GOAL: Type out the complete listing below word for word, without its pictures.

DATA SHOWN:
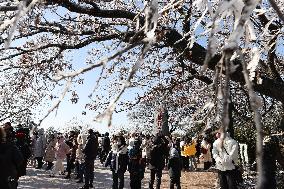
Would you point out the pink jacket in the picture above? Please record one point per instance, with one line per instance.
(61, 149)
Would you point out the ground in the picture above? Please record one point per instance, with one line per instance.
(39, 179)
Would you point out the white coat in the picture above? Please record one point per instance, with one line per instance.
(226, 155)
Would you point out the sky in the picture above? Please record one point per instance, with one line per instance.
(68, 111)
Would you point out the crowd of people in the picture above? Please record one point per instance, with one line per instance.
(121, 152)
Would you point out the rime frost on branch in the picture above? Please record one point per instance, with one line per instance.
(23, 8)
(151, 20)
(232, 42)
(255, 57)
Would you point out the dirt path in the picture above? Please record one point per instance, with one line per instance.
(39, 179)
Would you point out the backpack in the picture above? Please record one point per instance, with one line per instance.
(203, 150)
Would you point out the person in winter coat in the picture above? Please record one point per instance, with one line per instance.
(40, 146)
(81, 140)
(23, 146)
(50, 151)
(11, 161)
(105, 147)
(61, 150)
(118, 159)
(90, 153)
(225, 153)
(175, 166)
(205, 150)
(136, 165)
(157, 161)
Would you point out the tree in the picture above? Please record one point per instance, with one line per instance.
(239, 42)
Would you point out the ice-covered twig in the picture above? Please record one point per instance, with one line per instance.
(234, 38)
(171, 5)
(22, 10)
(110, 109)
(98, 64)
(277, 9)
(257, 120)
(56, 105)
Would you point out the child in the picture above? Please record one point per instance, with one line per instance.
(136, 166)
(174, 167)
(118, 160)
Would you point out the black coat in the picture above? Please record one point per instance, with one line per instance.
(157, 157)
(11, 160)
(123, 160)
(174, 167)
(91, 149)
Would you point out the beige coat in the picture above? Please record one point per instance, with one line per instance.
(50, 151)
(206, 157)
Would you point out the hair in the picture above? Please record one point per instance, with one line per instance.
(122, 140)
(2, 135)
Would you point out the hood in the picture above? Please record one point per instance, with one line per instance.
(174, 153)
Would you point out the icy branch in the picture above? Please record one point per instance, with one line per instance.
(22, 10)
(257, 120)
(92, 66)
(56, 105)
(277, 9)
(126, 84)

THE SOLUTION:
Would you point out the pink jacket in the picture above? Please record one point per instance, with one line per instance.
(61, 149)
Would you point out the ground in the picture above? Please record one point per instance, with one line per instance.
(39, 179)
Would you point out the white coat in the picture above? Please record one point per instance, with one line per instance.
(226, 155)
Would you point out the sky in the picture above? Please record one point per instance, with one line per instance.
(68, 111)
Would you point out the crowd of people in the picture above? Please record one point per instance, with one line per instance.
(121, 152)
Would you point out the rime frost on branch in the picture above? Please record one point per instance, with one line per instance.
(23, 8)
(151, 20)
(232, 42)
(255, 57)
Would you point out the dirt path in the picture above? Please record one point per instance, with one line per instance.
(39, 179)
Would you point out the backpack in the picture above? Please record one point per instance, with one line per instance.
(203, 150)
Would you point out the person in winter coat in the picture above? Please record one point per instance, with one line per instance.
(40, 146)
(81, 140)
(23, 146)
(50, 151)
(11, 161)
(105, 147)
(61, 150)
(118, 159)
(90, 153)
(225, 153)
(175, 166)
(205, 150)
(136, 165)
(157, 161)
Would you point out the tree in the picture above? Please record one point per instance, with one line per instance.
(239, 42)
Would you point out the ice-covered twig in the picture above? Please record one point per instance, with one line per instance.
(234, 38)
(171, 5)
(22, 10)
(110, 109)
(98, 64)
(277, 9)
(257, 120)
(56, 105)
Would you point out the child in the picture above? Please record one point per instance, with one line per instance.
(136, 166)
(174, 167)
(118, 160)
Would you point out the black coat in the picture above? Please record one point per instance, with one line per instance.
(157, 157)
(11, 160)
(123, 160)
(174, 167)
(91, 149)
Would you point out the beige coat in the picture above? Please record one point per instance, with one line per instance.
(50, 151)
(206, 157)
Would you point out the hair in the picture above? Please record one point per instance, with one line per instance.
(122, 140)
(2, 135)
Would you point out the hood in the picture above? Please record one point per instance, with one line per instance.
(174, 153)
Would you point out the icy branch in the picture above? Please record one point per instance, with one line per instance.
(22, 10)
(257, 120)
(92, 66)
(56, 105)
(277, 9)
(126, 84)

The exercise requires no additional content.